[Excerpt provided — start]
My research interests include computer architecture and its interaction with software systems and device/VLSI technologies. A few current and past research projects are listed below.

In-Memory Computing:

Computer designers have traditionally separated the role of storage and compute units. Memories stored data. Processors’ logic units computed them. Is this separation necessary? A human brain does not separate the two so distinctly. Why should a processor? My work raises this fundamental question regarding the role of memory in computing systems and instead proposes to impose a dual responsibility on them: store and compute data.

Specifically, my recent work has produced innovative hardware designs for in-memory computing, which could have a significant impact on BigData computing system design and accelerate ML. My approach is a significant departure from traditional processing-in-memory (PIM) solutions, which merely seeks to move computation closer to storage units. The structure and functionality of memory itself is unchanged. Instead, my work seeks to turn storage units into computational units, so that you can compute without moving data back and forth between storage and computational units. This approach not only dramatically reduces the data movement overhead but also unlocks massive vector compute capability as data stored across hundreds of memory arrays could be operated on concurrently. The key advantage of our approach is that it allows data stored across hundreds to thousands of memory arrays to be operated on concurrently.

The end result is that memory arrays morph into massive vector compute units that are potentially one to two orders of magnitude wider than a modern graphics processor’s (GPU’s) vector units at near-zero area cost.
[Excerpt provided — finish]
[Extracted records — start]
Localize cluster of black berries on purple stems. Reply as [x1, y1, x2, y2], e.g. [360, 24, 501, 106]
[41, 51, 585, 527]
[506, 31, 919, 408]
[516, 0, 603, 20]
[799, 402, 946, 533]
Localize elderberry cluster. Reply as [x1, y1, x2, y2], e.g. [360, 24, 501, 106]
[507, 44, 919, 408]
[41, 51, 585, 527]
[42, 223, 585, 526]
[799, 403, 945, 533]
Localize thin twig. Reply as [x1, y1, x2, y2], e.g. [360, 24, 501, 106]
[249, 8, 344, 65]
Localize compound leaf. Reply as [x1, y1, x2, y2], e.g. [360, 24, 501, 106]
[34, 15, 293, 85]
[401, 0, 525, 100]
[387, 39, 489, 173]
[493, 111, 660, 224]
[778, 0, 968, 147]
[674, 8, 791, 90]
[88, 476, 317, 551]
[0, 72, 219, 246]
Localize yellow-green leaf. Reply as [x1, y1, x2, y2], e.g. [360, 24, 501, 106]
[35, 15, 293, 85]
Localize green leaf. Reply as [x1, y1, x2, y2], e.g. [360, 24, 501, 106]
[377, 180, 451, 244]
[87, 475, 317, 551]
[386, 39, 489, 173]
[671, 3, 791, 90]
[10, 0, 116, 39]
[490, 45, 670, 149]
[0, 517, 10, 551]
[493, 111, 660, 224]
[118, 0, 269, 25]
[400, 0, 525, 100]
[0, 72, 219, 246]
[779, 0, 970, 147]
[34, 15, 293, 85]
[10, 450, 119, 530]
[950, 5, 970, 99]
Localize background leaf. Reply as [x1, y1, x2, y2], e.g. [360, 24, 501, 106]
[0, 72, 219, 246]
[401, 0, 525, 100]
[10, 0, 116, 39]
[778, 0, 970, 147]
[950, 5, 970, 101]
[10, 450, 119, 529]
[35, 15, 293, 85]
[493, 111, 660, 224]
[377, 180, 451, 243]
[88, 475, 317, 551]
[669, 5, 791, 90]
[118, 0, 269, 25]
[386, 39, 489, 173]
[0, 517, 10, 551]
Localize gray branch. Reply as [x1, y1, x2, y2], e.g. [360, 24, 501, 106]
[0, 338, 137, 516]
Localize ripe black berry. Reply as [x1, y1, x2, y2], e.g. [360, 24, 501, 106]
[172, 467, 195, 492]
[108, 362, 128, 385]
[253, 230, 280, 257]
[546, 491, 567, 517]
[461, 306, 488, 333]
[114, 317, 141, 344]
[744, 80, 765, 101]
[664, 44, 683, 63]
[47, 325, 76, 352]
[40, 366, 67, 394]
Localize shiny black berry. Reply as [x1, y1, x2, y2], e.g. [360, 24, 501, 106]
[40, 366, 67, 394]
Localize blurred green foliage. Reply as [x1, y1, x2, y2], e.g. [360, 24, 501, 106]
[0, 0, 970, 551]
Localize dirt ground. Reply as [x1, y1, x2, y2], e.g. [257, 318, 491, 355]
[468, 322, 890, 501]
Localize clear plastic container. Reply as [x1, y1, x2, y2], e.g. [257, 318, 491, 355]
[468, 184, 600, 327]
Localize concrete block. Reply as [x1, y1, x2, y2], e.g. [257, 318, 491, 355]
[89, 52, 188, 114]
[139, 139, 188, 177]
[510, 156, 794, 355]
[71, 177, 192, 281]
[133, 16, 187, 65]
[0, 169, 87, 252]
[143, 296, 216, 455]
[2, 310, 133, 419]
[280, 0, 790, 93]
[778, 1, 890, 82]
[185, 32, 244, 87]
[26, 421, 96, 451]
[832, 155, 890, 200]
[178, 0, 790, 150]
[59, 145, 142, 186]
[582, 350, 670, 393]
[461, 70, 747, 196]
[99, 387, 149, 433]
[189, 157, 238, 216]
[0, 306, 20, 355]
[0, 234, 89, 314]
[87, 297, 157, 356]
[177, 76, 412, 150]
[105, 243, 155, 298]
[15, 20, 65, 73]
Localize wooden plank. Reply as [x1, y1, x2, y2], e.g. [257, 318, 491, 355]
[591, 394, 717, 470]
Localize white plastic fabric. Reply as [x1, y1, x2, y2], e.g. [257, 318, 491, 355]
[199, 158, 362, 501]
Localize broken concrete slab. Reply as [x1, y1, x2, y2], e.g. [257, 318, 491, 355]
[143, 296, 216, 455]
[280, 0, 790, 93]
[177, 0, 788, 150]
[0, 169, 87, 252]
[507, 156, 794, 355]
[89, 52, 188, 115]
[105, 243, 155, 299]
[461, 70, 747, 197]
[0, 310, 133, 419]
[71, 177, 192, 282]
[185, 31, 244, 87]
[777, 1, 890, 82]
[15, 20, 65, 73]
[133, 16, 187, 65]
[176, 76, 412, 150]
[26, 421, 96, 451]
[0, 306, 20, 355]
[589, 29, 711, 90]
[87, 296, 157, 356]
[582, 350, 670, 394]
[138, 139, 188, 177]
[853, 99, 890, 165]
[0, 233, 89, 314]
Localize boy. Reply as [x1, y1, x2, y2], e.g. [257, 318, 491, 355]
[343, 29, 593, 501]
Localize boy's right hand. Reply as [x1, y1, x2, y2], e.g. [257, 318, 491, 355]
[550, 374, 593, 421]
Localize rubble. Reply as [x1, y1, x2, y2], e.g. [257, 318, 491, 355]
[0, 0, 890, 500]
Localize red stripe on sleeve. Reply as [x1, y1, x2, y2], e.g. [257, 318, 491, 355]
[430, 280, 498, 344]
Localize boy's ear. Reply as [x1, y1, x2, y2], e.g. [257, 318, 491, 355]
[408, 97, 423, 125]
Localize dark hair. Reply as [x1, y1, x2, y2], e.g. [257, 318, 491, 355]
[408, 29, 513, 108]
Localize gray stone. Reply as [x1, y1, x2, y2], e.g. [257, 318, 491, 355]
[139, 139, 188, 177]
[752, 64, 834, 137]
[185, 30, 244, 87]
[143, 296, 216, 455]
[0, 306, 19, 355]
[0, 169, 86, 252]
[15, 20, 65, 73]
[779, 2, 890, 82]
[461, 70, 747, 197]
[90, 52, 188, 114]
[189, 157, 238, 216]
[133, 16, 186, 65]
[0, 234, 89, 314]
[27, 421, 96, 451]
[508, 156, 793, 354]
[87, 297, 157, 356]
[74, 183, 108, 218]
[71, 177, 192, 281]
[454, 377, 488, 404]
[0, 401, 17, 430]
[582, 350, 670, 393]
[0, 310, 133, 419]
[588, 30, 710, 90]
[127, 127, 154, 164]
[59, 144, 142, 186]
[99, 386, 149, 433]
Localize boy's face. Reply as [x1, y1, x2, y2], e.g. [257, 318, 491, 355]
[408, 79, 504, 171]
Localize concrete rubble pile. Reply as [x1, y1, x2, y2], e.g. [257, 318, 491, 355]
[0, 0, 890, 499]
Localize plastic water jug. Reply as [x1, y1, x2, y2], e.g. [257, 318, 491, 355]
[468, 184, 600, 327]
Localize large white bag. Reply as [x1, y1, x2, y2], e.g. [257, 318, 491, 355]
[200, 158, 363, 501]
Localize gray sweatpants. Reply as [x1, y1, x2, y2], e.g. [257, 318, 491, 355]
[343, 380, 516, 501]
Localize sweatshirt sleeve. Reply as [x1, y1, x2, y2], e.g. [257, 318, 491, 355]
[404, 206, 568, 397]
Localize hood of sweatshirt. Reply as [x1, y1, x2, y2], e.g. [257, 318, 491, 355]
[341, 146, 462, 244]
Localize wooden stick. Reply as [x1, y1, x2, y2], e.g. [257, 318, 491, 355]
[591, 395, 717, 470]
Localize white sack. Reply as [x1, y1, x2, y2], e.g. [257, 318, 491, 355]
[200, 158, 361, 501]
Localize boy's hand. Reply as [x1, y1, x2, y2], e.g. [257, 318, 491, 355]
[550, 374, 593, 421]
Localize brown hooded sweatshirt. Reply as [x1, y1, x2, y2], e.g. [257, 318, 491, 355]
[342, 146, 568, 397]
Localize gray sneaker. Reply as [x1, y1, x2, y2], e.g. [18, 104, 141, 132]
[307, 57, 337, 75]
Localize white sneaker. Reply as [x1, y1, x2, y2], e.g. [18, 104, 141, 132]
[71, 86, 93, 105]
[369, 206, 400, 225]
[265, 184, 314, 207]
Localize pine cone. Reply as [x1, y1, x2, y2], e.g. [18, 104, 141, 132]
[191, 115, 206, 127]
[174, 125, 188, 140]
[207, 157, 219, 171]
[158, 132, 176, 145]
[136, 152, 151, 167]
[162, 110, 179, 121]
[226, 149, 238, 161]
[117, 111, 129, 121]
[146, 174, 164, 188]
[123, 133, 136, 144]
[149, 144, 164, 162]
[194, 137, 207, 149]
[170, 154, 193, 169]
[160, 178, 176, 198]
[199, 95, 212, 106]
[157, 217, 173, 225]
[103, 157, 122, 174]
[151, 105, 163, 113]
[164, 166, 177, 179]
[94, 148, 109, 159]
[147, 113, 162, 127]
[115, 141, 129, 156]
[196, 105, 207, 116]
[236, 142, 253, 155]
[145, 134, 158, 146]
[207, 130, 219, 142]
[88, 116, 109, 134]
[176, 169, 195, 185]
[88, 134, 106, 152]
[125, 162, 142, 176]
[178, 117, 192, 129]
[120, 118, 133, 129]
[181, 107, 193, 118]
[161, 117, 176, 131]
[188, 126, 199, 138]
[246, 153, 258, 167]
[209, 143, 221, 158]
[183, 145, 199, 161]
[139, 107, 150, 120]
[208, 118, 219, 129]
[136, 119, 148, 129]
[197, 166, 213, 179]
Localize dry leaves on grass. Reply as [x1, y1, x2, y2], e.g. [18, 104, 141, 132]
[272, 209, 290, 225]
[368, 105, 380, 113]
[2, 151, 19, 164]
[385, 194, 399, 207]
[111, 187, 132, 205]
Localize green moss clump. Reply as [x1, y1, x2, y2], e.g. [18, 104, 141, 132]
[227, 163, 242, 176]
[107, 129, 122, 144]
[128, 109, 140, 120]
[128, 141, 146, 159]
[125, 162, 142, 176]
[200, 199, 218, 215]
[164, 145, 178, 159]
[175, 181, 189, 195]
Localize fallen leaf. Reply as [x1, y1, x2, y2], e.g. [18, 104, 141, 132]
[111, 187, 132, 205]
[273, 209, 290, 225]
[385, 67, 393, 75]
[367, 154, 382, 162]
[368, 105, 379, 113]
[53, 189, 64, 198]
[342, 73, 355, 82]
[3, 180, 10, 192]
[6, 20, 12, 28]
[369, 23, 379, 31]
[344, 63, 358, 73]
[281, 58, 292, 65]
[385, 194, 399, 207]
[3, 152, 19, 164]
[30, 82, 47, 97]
[Extracted records — finish]
# Questions on the material
• a. Please reproduce word for word the stretch of the in-memory computing statement from "The end result" through "near-zero area cost.".
• b. According to the in-memory computing statement, how much wider than a modern GPU's vector units could the memory arrays become?
• c. Continue the in-memory computing statement from its final sentence.
The listing is separate material, apart from the in-memory computing statement.

# Answer set
• a.
The end result is that memory arrays morph into massive vector compute units that are potentially one to two orders of magnitude wider than a modern graphics processor’s (GPU’s) vector units at near-zero area cost.

• b. Potentially one to two orders of magnitude wider.

• c.
My group has led many projects in this research area including computational cache architectures, memristive computational memories, and generalized programming frameworks which can execute arbitrary data-parallel programs on in-memory architectures.

Precision Health:

Application or domain-specific processor customization is another approach to sustain growth in the post-Moore's law world. I am targeting precision health, a domain that is growing at a rate that is far outpacing Moore’s law. Sequencing costs have plummeted from $10 million to $1000 in just the last decade. It is expected to reduce to less than $100 in two years, at which point sequencing may become as common as blood tests. Countries like the UK plan to sequence all of their citizens by 2025, producing massive amounts of data. To put this challenge in perspective, Facebook is estimated to store about 0.5 GB per user. Sequence data needs 300 GB per human genome. One blood test for liquid biopsy produces ~1 TB. Custom hardware that can efficiently analyze these large volumes of data is crucial to the advancement of precision health.

Towards this end, my group has built several novel hardware accelerators for genome sequencing and COVID detection. We have verified chip prototypes and F1 FPGA cloud prototypes for our accelerators. Our novel read-alignment techniques are now part of Broad Institute / Intel's official BWA-MEM 2 software. BWA-MEM is the de-facto genomics read alignment tool used by researchers and practitioners worldwide.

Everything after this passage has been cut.